WHAT IS EXPECTED:
Reproduce each of the items below word for word, in the order they appear.

Excerpts from a point labeling dataset

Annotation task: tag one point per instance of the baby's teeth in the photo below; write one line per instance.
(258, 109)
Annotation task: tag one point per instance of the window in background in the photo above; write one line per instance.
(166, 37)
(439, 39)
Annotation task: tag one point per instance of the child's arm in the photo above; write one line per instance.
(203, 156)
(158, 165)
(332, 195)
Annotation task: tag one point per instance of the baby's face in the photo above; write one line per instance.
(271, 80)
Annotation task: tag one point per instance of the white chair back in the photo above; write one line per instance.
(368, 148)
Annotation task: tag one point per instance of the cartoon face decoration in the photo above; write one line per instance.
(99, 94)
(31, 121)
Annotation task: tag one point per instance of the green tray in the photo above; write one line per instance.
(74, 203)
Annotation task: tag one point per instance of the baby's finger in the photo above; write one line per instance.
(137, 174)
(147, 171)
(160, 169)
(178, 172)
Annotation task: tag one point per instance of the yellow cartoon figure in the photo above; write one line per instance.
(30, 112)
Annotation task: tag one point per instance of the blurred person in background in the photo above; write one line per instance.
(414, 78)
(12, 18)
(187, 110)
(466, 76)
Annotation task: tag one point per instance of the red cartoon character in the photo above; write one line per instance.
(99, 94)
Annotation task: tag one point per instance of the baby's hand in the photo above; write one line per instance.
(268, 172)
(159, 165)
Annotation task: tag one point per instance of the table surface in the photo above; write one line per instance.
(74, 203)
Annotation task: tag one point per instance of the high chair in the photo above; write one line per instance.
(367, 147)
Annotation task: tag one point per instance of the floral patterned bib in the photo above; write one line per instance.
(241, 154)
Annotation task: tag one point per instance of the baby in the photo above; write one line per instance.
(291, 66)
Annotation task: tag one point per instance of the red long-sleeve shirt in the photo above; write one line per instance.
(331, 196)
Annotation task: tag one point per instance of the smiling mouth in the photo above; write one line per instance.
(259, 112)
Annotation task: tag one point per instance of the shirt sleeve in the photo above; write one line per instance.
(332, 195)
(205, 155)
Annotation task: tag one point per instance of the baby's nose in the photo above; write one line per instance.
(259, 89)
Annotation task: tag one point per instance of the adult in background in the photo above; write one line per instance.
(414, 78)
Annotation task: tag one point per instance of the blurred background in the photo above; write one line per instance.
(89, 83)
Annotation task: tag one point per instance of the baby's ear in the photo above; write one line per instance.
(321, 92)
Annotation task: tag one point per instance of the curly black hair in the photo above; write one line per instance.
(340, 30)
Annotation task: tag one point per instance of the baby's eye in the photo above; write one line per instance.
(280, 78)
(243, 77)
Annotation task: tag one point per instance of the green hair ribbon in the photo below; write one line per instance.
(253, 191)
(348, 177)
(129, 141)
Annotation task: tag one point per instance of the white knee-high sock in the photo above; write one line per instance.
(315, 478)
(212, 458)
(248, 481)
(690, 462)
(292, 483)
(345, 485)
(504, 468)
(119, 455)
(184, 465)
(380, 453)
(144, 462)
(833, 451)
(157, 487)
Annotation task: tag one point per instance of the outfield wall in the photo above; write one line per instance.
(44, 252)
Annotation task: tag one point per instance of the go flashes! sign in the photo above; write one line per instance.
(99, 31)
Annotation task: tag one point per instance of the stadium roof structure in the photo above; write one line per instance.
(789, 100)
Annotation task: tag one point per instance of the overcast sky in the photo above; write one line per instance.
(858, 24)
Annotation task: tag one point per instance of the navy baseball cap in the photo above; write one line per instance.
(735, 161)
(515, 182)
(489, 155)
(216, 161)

RESULT OF THE EXERCISE:
Annotation task: tag one point per instance of the baby's teeth in the photo below; write one line per instance.
(258, 109)
Annotation task: tag one point per instance of the window in background in the photo above; write one line per instance.
(166, 37)
(439, 39)
Annotation task: tag one point per instance of the child's arm in the photo above; write one line per instance.
(203, 156)
(158, 165)
(332, 195)
Annotation task: tag one point per instance of the baby's face in the photo above; write one line per instance.
(271, 80)
Annotation task: tag one point per instance of the white chair back in the photo above; write one line per instance.
(368, 148)
Annotation task: tag one point per instance of the cartoon face decoration in the photo above; write one line per instance.
(99, 94)
(31, 121)
Annotation task: tag one point per instance of the green tray in the photo above; write one line per instance.
(74, 203)
Annotation task: tag one point per instance of the baby's finger in the photo above; write one line per instance.
(137, 174)
(147, 171)
(160, 169)
(178, 172)
Annotation task: tag one point per instance of the yellow cartoon figure in the photo above; write one line per instance.
(30, 112)
Annotation task: tag one point per instance of the blurred person in background in the photo above; write one line per instance.
(414, 78)
(12, 18)
(187, 110)
(466, 76)
Annotation task: tag one point per instance of the red cartoon character in the photo above; write one line per instance.
(99, 94)
Annotation task: tag one point per instance of the baby's hand in the photo above; write one line per instance.
(268, 172)
(159, 165)
Annotation task: tag one point per instance of the table surface in the photo above; write one line per instance.
(74, 203)
Annotation task: tag one point per instance of the high chair in the photo above; write one line per instance.
(367, 147)
Annotation task: tag one point per instance of the floral patterned bib in the photo above; write one line per instance.
(241, 154)
Annotation task: tag one point per instance of the baby in the photo above; write one line per instance.
(291, 66)
Annotation task: tag one point per instance of the red long-sleeve shirt in the photo above; write one line per instance.
(331, 196)
Annotation task: tag one point per instance of the smiling mouth in the photo above; write one line per instance.
(259, 112)
Annotation task: tag one point per instance of the shirt sleeve in the photo above; write one line per instance.
(332, 195)
(205, 155)
Annotation task: tag one point per instance of the baby's nose in the photo above; write one line per instance.
(259, 89)
Annotation task: tag one point per instance of the adult in background in the photo above; write one line per instance.
(414, 78)
Annotation task: tag one point per instance of the blurred background in the photo above; write one line per instance.
(89, 83)
Annotation task: tag one point per instance of the baby's ear in the photo above; write one line per instance.
(321, 92)
Annotation task: tag one point per instance of the curly black hair in the photo above; write one line per instance.
(340, 30)
Annotation task: tag one point per instance of the baby's eye in the photo above; write one line per instance.
(280, 78)
(243, 77)
Annotation task: tag one point per instance of the green hair ribbon in the photo below; write one line per instance.
(253, 191)
(348, 177)
(129, 141)
Annotation task: tag one point per instance of the white knee-high sock in the photo above; write one line per instance.
(315, 478)
(212, 458)
(248, 481)
(690, 462)
(292, 483)
(345, 485)
(504, 468)
(119, 455)
(184, 465)
(380, 453)
(144, 462)
(833, 451)
(157, 487)
Annotation task: tag one point per instance of the outfield wall in the photo above; write one line per instance.
(44, 252)
Annotation task: tag one point per instance of the go flashes! sign in the photo above; write one line per instance.
(99, 31)
Annotation task: tag one point per instance of the stadium roof structure in the photo above; write one line per instance.
(789, 100)
Annotation task: tag one point per instance of the overcast sky in the photo above; write one line per instance.
(858, 24)
Annotation task: tag one point per instance of the navy baseball cap in the photo above; write one line per instance.
(735, 161)
(515, 182)
(489, 155)
(216, 161)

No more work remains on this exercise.